### TEXT PASSAGE:
Weather Terms

The National Weather Service (NWS) issues a variety of products to keep viewers informed of unusual, inconvenient and hazardous weather conditions. A multi-tier concept is employed to accomplish this task with Outlooks, Watches, Warnings and Advisories to point out specific conditions.

Outlook - Used to give considerable lead time that a hazardous event may develop.
Watch - Issued when the risk of a hazardous weather or hydrologic event has increased significantly, but its occurrence, location, and/or timing is still uncertain. It is intended to provide enough lead time so those who need to set their plans in motion can do so.
Warning - Issued when a hazardous event is occurring or has a very high probability of occurrence. Warnings advise of a threat to life or property.
Advisory - Issued when a hazardous event is occurring or has a very high probability of occurrence. Advisories describe events that cause significant inconvenience.

Spring/Summer Weather Terms

Severe Thunderstorm Watch - Conditions are favorable for thunderstorms to produce large hail or damaging winds. These watches are normally issued for four to six hours at a time, and for a large number of counties.

### TO DO:
1. Name the product types that make up the multi-tier concept described in the weather terms text.
2. Carry the weather terms text forward from its final sentence, adding the next spring and summer entries in the same format.

### ENTRIES:
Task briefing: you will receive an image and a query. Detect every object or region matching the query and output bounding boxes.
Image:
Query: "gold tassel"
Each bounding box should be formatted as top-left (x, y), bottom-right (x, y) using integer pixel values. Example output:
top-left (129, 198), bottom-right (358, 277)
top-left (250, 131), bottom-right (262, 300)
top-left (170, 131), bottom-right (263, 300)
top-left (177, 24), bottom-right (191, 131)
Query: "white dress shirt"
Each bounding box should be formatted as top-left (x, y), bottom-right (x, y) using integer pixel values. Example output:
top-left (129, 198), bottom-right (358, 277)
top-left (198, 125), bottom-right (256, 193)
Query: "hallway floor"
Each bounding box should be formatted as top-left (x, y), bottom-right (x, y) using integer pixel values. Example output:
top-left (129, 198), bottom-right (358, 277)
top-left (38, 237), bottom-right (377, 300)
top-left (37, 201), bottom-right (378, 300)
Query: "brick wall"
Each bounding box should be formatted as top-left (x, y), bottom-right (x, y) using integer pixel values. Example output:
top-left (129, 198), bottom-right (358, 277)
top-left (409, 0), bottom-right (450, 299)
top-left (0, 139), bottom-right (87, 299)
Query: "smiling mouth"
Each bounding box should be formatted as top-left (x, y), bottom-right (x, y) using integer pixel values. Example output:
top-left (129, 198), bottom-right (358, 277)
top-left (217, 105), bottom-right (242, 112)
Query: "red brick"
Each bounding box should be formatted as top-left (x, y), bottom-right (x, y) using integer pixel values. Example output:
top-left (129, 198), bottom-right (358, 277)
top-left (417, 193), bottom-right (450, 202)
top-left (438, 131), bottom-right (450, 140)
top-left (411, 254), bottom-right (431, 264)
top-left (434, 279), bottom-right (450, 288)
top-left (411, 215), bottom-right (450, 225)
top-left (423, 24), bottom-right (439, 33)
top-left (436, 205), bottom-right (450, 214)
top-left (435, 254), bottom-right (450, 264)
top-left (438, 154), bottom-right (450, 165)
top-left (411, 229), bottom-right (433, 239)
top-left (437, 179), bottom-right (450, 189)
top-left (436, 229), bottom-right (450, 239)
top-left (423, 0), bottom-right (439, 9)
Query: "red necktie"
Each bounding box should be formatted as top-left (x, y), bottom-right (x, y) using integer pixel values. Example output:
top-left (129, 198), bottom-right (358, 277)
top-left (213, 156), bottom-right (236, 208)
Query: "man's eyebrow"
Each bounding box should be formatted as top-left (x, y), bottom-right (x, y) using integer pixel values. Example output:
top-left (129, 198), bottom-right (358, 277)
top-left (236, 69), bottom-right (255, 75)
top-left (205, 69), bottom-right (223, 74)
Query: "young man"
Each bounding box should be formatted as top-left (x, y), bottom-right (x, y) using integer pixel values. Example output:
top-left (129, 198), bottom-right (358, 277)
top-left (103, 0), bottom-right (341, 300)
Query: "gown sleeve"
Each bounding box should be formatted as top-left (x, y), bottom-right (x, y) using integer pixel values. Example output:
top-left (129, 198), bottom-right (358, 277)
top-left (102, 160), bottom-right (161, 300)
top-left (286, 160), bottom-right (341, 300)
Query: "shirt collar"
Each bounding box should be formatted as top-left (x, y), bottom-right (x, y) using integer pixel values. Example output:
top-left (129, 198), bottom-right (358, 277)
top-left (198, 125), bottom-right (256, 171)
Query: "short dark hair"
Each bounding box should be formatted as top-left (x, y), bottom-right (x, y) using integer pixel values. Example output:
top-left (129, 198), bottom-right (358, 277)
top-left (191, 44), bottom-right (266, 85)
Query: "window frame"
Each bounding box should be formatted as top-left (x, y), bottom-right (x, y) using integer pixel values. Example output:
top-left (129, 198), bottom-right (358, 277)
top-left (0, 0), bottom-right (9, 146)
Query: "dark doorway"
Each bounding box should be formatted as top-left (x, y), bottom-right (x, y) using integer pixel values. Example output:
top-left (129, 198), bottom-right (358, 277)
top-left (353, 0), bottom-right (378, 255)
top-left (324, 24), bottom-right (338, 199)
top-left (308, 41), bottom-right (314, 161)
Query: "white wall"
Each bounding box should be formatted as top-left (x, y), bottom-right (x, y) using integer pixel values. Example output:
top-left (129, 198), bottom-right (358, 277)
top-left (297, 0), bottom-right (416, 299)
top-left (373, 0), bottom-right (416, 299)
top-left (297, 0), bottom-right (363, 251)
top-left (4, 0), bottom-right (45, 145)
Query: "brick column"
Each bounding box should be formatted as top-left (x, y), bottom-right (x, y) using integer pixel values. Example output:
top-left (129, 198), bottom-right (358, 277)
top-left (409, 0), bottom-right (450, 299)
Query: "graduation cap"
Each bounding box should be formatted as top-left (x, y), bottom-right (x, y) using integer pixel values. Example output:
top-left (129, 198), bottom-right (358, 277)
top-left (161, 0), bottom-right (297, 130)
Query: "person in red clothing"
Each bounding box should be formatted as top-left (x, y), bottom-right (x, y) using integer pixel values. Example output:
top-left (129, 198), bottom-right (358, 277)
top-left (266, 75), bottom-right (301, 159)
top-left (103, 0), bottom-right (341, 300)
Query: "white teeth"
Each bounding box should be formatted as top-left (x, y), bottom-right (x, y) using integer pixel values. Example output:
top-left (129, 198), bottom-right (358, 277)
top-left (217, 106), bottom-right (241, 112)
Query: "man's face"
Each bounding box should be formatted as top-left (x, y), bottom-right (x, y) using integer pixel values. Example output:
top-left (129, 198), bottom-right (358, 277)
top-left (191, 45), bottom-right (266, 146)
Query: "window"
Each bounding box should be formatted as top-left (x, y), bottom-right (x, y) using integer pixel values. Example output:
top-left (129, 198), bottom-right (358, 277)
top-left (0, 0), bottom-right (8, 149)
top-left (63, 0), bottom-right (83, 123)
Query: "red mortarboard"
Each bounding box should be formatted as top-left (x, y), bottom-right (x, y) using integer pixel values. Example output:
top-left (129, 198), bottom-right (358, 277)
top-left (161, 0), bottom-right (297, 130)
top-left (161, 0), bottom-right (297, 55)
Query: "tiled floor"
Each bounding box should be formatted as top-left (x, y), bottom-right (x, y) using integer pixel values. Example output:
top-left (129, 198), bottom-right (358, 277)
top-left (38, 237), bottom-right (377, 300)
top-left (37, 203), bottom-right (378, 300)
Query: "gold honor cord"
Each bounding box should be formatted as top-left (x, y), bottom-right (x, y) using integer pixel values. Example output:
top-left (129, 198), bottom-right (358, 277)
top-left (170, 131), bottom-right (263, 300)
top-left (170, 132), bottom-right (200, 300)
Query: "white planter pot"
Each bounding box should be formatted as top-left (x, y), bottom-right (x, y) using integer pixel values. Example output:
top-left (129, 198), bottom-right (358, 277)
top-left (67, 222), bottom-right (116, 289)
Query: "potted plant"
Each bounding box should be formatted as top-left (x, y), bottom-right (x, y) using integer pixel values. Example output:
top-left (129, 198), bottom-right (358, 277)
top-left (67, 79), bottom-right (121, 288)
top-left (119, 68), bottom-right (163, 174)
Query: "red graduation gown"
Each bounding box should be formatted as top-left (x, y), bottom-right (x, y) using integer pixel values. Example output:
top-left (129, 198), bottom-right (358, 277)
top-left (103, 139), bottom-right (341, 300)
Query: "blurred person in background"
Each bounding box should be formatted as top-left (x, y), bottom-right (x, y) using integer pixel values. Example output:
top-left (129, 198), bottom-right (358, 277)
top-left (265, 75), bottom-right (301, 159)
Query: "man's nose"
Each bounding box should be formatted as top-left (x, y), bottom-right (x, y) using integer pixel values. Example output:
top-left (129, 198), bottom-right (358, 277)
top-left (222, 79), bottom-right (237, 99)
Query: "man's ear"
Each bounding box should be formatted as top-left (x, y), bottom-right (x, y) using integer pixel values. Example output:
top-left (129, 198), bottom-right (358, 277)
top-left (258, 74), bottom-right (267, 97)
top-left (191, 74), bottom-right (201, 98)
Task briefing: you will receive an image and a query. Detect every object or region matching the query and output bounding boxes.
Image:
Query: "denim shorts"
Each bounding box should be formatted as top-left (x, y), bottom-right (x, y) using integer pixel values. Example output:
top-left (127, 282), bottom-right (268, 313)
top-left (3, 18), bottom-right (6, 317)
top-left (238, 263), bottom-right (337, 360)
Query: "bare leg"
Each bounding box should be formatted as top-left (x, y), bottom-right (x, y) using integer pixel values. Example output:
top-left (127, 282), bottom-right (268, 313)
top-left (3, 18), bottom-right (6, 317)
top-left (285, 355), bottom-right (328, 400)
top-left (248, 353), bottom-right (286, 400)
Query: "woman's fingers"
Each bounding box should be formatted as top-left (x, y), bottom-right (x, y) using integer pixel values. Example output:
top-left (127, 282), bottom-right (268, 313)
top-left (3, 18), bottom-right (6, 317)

### TASK RESULTS:
1. Outlooks, Watches, Warnings and Advisories

2.
Severe Thunderstorm Warning - Issued when a thunderstorm is occurring or imminent that contains winds of at least 58 mph, and/or hail of at least 3/4" in diameter.

Tornado Watch - Conditions are favorable for tornadoes to develop. It is normally issued for four to six hours, and can include many counties. If you are in or near the Tornado Watch area, stay informed with NOAA Weather Radio, commercial radio, or television.

Tornado Warning - Issued when a tornado is occurring (and has been seen by trained storm spotters), or is developing (and has been seen by radar).

Severe Weather Statement - The Severe Weather Statement is a follow-up to Tornado and Severe Thunderstorm Warnings. These statements inform you of the current status of a tornado or severe thunderstorm. In addition, it gives the history of a storm, where it is moving, and who it will affect. This NWS product is also used to cancel or expire a warning.

Hazardous Weather Outlook - A product issued by the NWS to discuss the significant weather of the day, or possibly next two days. The Hazardous Weather Outlook will detail the type of severe weather expected (if any), timing, and expected location of the severe weather.

Flash Flood Watch - This is issued when heavy rain may develop and result in flash flooding in or near the watch area. A Flash Flood Watch will also be issued if ground, river/stream conditions, or radar surveillance indicate flash flooding is possible, but not imminent within a designated area.

Flash Flood Warning - A flood warning issued for life/property threatening flooding that will occur within 6 hours. It could be issued for rural or urban areas as well as for areas along the major rivers.

Flash Flood Statement - Flash Flood Statements are used to continue Flash Flood Watches, to follow-up watches and warnings with additional or current information, and to keep you informed of the flooding status.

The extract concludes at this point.